== TO DO ==
Quote every line as written. Omit pictures.

== EXCERPTED RECORDS ==

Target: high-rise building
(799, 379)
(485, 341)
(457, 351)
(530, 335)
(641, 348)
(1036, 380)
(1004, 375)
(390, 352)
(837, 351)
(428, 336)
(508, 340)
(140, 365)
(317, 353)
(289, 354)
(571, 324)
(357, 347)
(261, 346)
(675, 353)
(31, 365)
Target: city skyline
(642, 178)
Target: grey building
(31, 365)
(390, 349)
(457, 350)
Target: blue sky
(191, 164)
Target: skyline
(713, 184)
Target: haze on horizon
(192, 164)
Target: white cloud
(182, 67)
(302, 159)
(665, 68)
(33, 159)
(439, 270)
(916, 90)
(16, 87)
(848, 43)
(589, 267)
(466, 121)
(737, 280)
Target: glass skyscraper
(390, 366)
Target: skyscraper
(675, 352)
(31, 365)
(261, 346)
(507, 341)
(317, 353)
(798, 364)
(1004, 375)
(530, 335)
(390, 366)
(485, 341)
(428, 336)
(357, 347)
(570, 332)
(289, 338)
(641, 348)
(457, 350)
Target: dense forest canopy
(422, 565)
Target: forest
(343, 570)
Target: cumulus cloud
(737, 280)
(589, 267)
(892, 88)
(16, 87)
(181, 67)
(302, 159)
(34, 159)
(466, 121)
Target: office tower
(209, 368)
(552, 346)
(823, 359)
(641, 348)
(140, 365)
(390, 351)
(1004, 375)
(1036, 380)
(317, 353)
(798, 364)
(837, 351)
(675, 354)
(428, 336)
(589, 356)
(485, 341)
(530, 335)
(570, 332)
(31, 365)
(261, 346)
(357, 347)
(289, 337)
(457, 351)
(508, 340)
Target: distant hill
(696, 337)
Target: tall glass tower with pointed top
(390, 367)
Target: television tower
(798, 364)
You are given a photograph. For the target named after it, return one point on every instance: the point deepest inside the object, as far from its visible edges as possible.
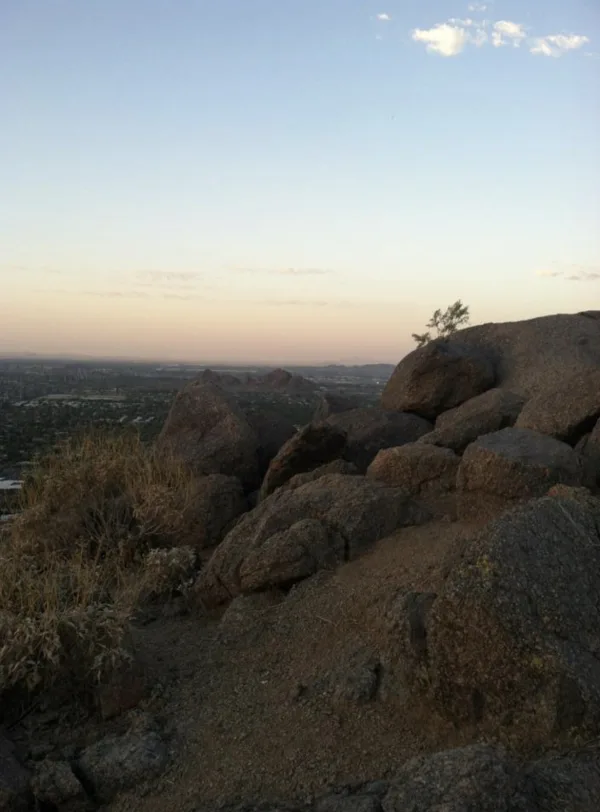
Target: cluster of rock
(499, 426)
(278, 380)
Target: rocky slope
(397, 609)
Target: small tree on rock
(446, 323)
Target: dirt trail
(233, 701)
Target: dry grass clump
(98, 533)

== CORRECT RESULT ==
Target: high-rise building
(799, 379)
(485, 341)
(457, 351)
(530, 335)
(641, 348)
(1036, 380)
(1004, 375)
(390, 352)
(837, 351)
(428, 336)
(508, 340)
(140, 365)
(317, 353)
(289, 354)
(571, 324)
(357, 347)
(261, 346)
(675, 353)
(31, 365)
Target: city skyline
(642, 178)
Target: grey building
(31, 365)
(390, 349)
(457, 350)
Target: blue sky
(191, 164)
Target: skyline
(713, 184)
Target: haze on horizon
(192, 164)
Target: white cloud
(182, 67)
(302, 159)
(665, 68)
(33, 159)
(439, 270)
(916, 90)
(16, 87)
(848, 43)
(589, 267)
(466, 121)
(737, 280)
Target: glass skyscraper
(390, 366)
Target: skyscraper
(675, 352)
(31, 365)
(261, 346)
(507, 341)
(317, 353)
(798, 364)
(1004, 375)
(530, 335)
(390, 366)
(485, 341)
(428, 336)
(357, 347)
(570, 332)
(289, 338)
(641, 348)
(457, 350)
Target: dense forest canopy
(422, 565)
Target: forest
(343, 570)
Target: cumulus cloud
(737, 280)
(589, 267)
(892, 88)
(16, 87)
(181, 67)
(302, 159)
(34, 159)
(466, 121)
Target: office tower
(209, 368)
(552, 346)
(823, 359)
(641, 348)
(140, 365)
(390, 351)
(1004, 375)
(1036, 380)
(317, 353)
(798, 364)
(837, 351)
(675, 354)
(428, 336)
(589, 356)
(485, 341)
(530, 335)
(570, 332)
(31, 365)
(261, 346)
(357, 347)
(289, 337)
(457, 351)
(508, 340)
Target: distant hill
(696, 337)
Target: tall glass tower with pointed top
(390, 367)
Target: television tower
(798, 364)
You are given a photograph. For the target named after it, return one point on every instance: the point deepest inside the object, as far from its visible edges as possible.
Target: cluster of rock
(499, 426)
(278, 380)
Target: rocky slope
(397, 609)
Target: small tree on rock
(446, 323)
Target: dirt trail
(233, 701)
Target: dry grass clump
(98, 533)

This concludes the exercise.